# WHAT YOU SHOULD DO
Retype the data below without altering anything.

# DATASET RECORDS
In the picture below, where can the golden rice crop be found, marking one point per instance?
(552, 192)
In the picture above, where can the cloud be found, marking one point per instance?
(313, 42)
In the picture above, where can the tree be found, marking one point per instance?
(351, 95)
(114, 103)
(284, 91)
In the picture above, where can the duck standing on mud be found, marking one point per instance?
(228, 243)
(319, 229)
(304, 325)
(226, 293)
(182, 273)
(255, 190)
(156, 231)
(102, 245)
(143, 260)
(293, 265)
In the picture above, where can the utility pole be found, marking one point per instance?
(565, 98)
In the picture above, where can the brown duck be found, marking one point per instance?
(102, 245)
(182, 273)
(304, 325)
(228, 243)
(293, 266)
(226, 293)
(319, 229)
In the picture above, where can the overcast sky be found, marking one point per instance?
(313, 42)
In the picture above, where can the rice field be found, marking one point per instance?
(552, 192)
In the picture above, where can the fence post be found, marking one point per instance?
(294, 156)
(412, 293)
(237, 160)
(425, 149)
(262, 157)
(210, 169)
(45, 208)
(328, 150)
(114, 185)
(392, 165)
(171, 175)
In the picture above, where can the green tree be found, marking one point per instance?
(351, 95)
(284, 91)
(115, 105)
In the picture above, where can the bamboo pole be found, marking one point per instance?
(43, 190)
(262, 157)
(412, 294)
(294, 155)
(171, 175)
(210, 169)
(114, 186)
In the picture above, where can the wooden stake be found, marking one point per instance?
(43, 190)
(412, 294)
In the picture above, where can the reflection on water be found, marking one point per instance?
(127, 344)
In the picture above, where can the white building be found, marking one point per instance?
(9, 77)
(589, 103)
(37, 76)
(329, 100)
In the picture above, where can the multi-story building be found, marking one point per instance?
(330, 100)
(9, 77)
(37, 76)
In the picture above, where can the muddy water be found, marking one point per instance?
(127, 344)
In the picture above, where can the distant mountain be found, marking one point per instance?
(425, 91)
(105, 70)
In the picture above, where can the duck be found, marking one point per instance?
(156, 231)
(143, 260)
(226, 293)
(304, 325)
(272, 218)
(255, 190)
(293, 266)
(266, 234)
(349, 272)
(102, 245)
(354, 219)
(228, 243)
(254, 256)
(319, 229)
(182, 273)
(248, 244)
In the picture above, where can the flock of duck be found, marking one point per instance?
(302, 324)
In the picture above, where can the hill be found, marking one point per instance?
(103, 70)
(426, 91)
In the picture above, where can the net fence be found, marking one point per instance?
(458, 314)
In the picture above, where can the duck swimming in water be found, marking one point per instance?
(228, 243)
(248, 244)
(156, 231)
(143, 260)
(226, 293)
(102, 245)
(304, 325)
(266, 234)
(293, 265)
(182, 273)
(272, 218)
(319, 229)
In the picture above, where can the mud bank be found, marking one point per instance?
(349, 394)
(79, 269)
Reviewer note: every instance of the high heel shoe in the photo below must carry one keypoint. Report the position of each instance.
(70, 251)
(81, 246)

# SOLUTION TO THE PROBLEM
In the picture below, where can the golden rice crop be found, marking one point per instance?
(552, 192)
In the picture above, where can the cloud be found, marking one point per instance?
(313, 42)
In the picture above, where can the tree be found, marking one point per instance?
(351, 95)
(114, 103)
(284, 91)
In the picture above, where can the duck standing on mud be found, marking one point per instance?
(228, 243)
(319, 229)
(304, 325)
(226, 293)
(182, 273)
(255, 190)
(156, 231)
(102, 245)
(143, 260)
(293, 265)
In the picture above, where can the utility pole be found, marking one point per instance?
(565, 98)
In the picture above, where can the brown duck be found, marking one point per instance?
(102, 245)
(182, 273)
(304, 325)
(228, 243)
(293, 266)
(226, 293)
(319, 229)
In the picture above, where can the overcast sky be found, marking one point per instance?
(313, 42)
In the picture above, where can the rice field be found, marking one point per instance?
(552, 192)
In the picture above, where can the fence post be found, marking one point per instance?
(294, 156)
(412, 293)
(237, 160)
(425, 149)
(262, 157)
(210, 169)
(45, 208)
(328, 150)
(114, 185)
(392, 165)
(171, 175)
In the picture above, where can the green tree be found, marking one point per instance?
(351, 95)
(284, 91)
(115, 105)
In the picture above, where can the bamboo pole be found, marking one point per instance?
(43, 190)
(262, 157)
(412, 294)
(294, 155)
(171, 175)
(210, 169)
(114, 186)
In the picture above, where can the wooden stake be found, marking one point per instance?
(43, 190)
(412, 294)
In the picture above, where can the reflection on water be found, marking one point per instance?
(127, 344)
In the picture above, where can the white building be found, marking one point per instance?
(9, 77)
(589, 103)
(37, 76)
(329, 100)
In the picture above, where can the multi-story building be found, marking one point per instance?
(330, 100)
(9, 77)
(37, 76)
In the picture above, where can the muddy water be found, marking one point per instance?
(127, 344)
In the picture above, where can the distant mountain be found, marking one point per instance?
(425, 91)
(105, 70)
In the picture above, where can the duck be found, marking one point per instance?
(156, 231)
(143, 260)
(226, 293)
(304, 325)
(272, 218)
(255, 190)
(293, 266)
(266, 234)
(349, 272)
(102, 245)
(354, 219)
(228, 243)
(254, 256)
(319, 229)
(182, 273)
(248, 244)
In the picture above, where can the flock of duck be found, marking one point per instance?
(302, 324)
In the picture above, where can the hill be found, marking one point per instance?
(103, 70)
(426, 91)
In the picture above, where can the net fence be found, marking one point per instance?
(458, 314)
In the picture above, where can the duck swimming in water be found, marking one point per instance?
(228, 243)
(248, 244)
(156, 231)
(143, 260)
(226, 293)
(102, 245)
(304, 325)
(266, 234)
(293, 265)
(182, 273)
(272, 218)
(319, 229)
In the picture above, where can the mud bank be found, marking one point per instance?
(349, 394)
(79, 269)
Reviewer note: every instance of the high heel shoe in the photo below must carry one keypoint. Report the position of each instance.
(70, 251)
(81, 246)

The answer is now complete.